İstenen 1:
Aşağıdaki listede "trace" dizesini içeren tüm satırları bulun ve olduğu gibi kopyalayın; büyük-küçük harf ayrımı dikkate alınır.

Belge:
■ ■ ■
Yargıtay işe girişlerde işçiden imza alıp memurdan ise almayan idareyi suçlu buldu

Yargıtay, işe girişlerde işçilerden imza alınırken memurlardan alınmamasını suçlu buldu. Yüksek mahkeme, bu uygulamanın eşitlik ilkesine aykırı olduğunu ve üniversitenin çalışanlar arasında ayrımcılık yapamayacağını hüküm altına aldı.

  • 188

Yargıtay, işe girişlerde işçilerden imza alınırken memurlardan alınmamasını suçlu buldu. Yüksek mahkeme, bu uygulamanın eşitlik ilkesine aykırı olduğunu ve üniversitenin çalışanlar arasında ayrımcılık yapamayacağını hüküm altına aldı.

sgkrehber.com'un haberine göre, davacı sendika vekili, davalı üniversitede çalışanların fazla mesailerinin ödenmediği veya eksik ödendiği, çalışma saatlerinin yasaya uygun olmadığı ve iş mevzuatına aykırılıklar olduğunu belirten bir inceleme sonrasında sendika üyesi işçilere ödemelerin eksik yapıldığı iddiasıyla dava açtı. Davalı üniversite ise işe giriş ve çıkış saatlerinin belgelenmesinin yasal bir zorunluluk olduğunu ve imza uygulamasının ayrımcılık içermediğini savunarak davanın reddini talep etti.

İlk derece mahkemesi, sadece sendika üyesi şoförler için yapılan imza uygulamasının eşitlik ilkesine aykırı olduğuna hükmetti. Bölge adliye mahkemesi ise sendikanın işbu davayı açmasının hukuki yararının olmadığı gerekçesiyle davanın reddine karar verdi.

Ancak, temyiz mahkemesi, sendikanın üyelerinin haklarını korumak amacıyla dava açma hakkının olduğunu belirterek, bölge adliye mahkemesinin hatalı bir karar verdiğini vurgulayarak kararın bozulmasına hükmetti. Bu kararla birlikte dosya yeniden bölge adliye mahkemesine gönderildi.
■ ■ ■
[Bir koleksiyondan kaydedilmiş öğeler]
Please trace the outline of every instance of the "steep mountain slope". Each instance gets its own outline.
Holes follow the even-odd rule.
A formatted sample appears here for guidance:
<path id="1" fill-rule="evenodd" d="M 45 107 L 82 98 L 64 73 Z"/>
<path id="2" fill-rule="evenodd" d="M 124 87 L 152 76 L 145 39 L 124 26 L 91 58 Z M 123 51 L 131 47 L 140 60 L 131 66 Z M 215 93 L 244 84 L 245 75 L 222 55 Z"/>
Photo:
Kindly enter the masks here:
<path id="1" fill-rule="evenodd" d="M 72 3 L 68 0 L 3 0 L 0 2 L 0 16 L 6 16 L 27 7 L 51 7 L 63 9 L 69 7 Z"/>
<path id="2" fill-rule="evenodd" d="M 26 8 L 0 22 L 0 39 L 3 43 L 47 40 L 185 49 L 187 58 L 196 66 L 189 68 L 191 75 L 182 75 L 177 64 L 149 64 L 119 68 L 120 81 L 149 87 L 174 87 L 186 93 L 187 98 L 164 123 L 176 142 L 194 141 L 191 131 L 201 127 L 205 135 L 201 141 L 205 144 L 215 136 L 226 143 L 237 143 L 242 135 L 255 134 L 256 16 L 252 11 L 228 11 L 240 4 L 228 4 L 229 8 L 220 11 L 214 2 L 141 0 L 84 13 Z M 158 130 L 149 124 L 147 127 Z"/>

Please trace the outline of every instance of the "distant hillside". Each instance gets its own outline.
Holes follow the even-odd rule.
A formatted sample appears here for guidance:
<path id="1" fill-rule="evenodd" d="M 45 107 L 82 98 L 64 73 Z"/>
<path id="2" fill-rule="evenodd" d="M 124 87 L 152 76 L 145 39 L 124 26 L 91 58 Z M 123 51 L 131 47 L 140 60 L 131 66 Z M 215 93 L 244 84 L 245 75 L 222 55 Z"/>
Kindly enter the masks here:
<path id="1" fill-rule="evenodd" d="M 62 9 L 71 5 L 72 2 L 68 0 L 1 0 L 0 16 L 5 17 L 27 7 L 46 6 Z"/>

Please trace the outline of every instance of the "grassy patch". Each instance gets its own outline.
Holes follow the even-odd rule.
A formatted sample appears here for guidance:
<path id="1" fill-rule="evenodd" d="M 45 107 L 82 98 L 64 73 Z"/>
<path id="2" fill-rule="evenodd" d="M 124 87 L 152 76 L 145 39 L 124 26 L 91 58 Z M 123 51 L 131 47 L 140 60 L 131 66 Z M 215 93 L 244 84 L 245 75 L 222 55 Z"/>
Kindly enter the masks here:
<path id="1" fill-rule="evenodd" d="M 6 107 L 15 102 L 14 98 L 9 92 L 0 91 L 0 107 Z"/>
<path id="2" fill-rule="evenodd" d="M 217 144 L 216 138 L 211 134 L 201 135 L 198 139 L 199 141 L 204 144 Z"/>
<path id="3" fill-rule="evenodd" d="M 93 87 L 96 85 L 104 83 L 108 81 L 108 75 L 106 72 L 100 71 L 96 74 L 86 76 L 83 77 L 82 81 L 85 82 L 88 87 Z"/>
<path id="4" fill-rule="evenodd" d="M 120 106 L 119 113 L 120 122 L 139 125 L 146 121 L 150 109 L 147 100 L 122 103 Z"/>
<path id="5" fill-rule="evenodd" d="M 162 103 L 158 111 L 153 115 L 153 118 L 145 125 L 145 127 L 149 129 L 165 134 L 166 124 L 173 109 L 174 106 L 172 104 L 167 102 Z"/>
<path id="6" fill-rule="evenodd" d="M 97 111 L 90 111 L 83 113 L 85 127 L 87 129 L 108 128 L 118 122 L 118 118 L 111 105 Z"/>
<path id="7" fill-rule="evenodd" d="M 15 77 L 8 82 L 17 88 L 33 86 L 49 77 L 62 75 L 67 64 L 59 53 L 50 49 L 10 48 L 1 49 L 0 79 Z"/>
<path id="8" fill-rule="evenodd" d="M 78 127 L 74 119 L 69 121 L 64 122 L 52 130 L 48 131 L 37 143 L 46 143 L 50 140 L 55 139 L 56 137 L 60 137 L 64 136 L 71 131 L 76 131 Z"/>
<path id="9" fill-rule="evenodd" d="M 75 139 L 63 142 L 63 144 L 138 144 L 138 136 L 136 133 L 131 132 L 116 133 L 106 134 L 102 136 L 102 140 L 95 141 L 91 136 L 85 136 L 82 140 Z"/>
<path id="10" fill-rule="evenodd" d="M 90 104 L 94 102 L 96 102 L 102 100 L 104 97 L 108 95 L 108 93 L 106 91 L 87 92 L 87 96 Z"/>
■ ■ ■
İstenen 2:
Yukarıdaki Yargıtay haberine göre bölge adliye mahkemesi davanın reddine hangi gerekçeyle karar verdi?

Nihai Yanıt 1:
Please trace the outline of every instance of the "steep mountain slope". Each instance gets its own outline.
Please trace the outline of every instance of the "distant hillside". Each instance gets its own outline.
Please trace the outline of every instance of the "grassy patch". Each instance gets its own outline.

Nihai Yanıt 2:
Sendikanın bu davayı açmasında hukuki yararının olmadığı gerekçesiyle.